- **What needs to be done**
Take every line from the data that has the word "wooden" in it.

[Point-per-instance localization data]
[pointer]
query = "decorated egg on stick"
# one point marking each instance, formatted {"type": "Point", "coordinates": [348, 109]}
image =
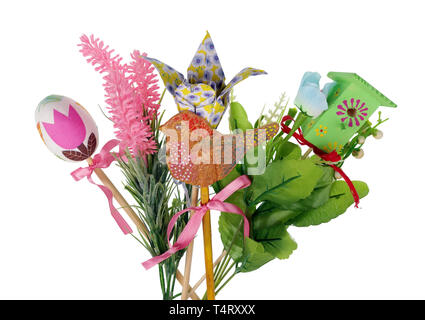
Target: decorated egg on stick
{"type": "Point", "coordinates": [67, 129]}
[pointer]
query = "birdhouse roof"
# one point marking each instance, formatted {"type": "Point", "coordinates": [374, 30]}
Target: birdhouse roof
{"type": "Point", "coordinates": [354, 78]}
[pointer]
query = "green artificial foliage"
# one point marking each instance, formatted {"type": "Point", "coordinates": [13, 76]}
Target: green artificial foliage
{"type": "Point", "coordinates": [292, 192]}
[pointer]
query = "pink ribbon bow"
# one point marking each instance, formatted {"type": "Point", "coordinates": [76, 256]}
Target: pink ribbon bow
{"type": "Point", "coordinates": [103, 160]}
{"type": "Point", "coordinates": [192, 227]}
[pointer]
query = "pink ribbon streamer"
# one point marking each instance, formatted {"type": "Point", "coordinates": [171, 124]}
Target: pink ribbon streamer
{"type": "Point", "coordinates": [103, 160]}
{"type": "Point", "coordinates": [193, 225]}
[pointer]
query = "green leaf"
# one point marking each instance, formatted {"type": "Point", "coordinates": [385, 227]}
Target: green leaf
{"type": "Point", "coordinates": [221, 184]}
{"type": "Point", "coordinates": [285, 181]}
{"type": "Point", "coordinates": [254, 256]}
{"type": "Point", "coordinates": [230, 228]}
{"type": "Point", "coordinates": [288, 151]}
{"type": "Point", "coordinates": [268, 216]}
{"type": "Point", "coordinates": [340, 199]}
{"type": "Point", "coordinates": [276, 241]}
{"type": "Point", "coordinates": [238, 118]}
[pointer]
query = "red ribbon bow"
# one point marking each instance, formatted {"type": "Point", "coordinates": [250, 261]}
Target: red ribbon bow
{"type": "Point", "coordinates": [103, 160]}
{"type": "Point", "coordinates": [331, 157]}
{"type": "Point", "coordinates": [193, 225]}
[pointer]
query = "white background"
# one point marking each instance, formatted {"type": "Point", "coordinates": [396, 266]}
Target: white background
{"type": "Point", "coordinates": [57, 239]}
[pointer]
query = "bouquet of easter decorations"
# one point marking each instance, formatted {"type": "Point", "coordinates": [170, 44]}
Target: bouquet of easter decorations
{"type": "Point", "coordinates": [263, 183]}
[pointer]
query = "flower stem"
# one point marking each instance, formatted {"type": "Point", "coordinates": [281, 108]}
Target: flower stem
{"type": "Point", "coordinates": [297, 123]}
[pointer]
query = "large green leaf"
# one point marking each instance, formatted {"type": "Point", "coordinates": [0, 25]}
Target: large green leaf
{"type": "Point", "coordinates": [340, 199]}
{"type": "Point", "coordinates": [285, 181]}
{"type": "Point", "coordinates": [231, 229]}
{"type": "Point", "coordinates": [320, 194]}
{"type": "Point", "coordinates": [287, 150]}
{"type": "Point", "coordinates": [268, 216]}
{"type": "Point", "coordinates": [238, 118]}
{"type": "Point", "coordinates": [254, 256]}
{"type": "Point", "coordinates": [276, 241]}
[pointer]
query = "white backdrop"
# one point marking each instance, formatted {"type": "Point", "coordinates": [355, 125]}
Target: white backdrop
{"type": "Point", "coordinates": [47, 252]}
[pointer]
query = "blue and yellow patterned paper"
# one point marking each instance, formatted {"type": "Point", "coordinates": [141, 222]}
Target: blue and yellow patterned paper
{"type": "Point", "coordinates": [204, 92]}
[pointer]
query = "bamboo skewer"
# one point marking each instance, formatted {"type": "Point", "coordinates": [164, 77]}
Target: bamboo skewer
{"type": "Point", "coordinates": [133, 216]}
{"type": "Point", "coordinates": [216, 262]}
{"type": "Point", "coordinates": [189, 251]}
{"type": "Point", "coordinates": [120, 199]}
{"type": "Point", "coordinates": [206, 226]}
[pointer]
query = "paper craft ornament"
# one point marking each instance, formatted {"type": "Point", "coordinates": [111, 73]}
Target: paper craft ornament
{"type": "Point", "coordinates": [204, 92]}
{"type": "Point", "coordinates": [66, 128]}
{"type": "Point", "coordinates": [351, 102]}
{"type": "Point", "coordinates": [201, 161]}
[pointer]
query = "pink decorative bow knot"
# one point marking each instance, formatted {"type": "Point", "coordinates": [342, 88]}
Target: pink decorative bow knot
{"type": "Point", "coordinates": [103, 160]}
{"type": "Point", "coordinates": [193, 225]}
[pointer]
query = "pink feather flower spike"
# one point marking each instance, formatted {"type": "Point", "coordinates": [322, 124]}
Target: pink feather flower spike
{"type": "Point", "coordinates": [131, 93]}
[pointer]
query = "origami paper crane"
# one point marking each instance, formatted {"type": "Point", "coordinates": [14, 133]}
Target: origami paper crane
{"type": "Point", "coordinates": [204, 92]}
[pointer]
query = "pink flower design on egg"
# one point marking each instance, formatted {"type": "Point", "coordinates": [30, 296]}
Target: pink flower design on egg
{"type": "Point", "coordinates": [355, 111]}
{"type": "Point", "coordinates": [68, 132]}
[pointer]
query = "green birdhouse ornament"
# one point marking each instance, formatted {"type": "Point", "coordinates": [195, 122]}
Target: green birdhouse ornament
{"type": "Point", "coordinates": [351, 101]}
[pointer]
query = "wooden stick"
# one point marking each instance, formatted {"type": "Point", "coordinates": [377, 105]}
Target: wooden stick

* * *

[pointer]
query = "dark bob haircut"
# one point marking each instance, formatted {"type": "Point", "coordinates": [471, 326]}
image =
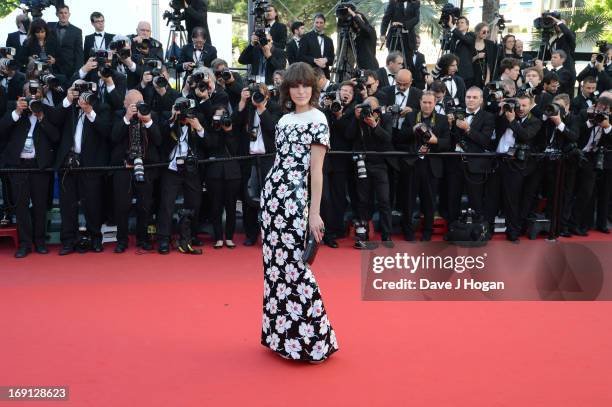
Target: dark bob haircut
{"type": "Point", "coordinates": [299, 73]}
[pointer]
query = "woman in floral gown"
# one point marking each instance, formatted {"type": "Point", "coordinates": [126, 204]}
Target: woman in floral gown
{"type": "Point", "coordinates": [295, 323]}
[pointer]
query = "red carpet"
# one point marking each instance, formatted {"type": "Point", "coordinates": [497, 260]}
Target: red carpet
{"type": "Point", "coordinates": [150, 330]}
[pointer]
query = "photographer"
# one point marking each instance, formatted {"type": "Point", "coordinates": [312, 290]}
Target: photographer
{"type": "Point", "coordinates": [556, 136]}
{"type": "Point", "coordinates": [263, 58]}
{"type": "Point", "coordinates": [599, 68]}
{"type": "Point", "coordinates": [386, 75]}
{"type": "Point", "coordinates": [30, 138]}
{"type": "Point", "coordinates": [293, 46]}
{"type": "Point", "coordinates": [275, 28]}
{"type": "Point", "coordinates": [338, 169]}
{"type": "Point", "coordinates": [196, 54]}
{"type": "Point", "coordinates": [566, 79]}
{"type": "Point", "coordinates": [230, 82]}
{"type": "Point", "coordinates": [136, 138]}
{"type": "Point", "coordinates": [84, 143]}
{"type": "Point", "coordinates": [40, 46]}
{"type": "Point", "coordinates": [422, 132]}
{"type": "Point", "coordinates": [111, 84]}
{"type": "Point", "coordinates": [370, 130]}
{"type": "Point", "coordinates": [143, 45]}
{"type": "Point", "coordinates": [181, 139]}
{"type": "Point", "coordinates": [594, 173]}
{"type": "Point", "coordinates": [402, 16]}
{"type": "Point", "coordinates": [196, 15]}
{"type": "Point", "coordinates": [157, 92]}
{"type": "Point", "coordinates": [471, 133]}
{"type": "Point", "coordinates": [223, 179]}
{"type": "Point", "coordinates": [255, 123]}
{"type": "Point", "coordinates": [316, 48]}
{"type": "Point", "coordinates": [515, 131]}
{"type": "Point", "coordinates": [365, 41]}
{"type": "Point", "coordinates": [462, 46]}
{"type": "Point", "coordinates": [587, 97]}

* * *

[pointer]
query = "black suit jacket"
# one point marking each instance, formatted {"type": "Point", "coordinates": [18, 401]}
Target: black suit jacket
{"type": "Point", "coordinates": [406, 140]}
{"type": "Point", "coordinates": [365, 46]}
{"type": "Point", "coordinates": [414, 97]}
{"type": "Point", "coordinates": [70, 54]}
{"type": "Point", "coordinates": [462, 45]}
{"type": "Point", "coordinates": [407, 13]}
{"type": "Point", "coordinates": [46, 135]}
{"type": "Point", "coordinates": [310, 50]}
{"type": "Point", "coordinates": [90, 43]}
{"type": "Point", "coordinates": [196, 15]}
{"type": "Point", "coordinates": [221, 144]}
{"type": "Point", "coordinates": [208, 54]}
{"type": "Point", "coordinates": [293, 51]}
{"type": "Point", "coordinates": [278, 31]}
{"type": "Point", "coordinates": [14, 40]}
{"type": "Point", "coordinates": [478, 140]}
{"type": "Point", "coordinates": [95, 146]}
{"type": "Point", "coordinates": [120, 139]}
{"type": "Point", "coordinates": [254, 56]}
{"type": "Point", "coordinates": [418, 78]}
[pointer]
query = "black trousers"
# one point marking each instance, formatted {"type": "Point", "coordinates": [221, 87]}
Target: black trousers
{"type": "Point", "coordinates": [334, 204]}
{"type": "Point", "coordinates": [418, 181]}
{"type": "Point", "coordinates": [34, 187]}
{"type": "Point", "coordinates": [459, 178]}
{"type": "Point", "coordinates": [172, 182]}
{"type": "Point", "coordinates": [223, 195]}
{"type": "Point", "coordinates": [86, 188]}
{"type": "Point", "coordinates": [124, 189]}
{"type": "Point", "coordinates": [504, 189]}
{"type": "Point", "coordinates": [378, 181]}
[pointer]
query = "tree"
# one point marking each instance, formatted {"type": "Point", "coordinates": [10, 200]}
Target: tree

- **Task output**
query = "wooden stick"
Target: wooden stick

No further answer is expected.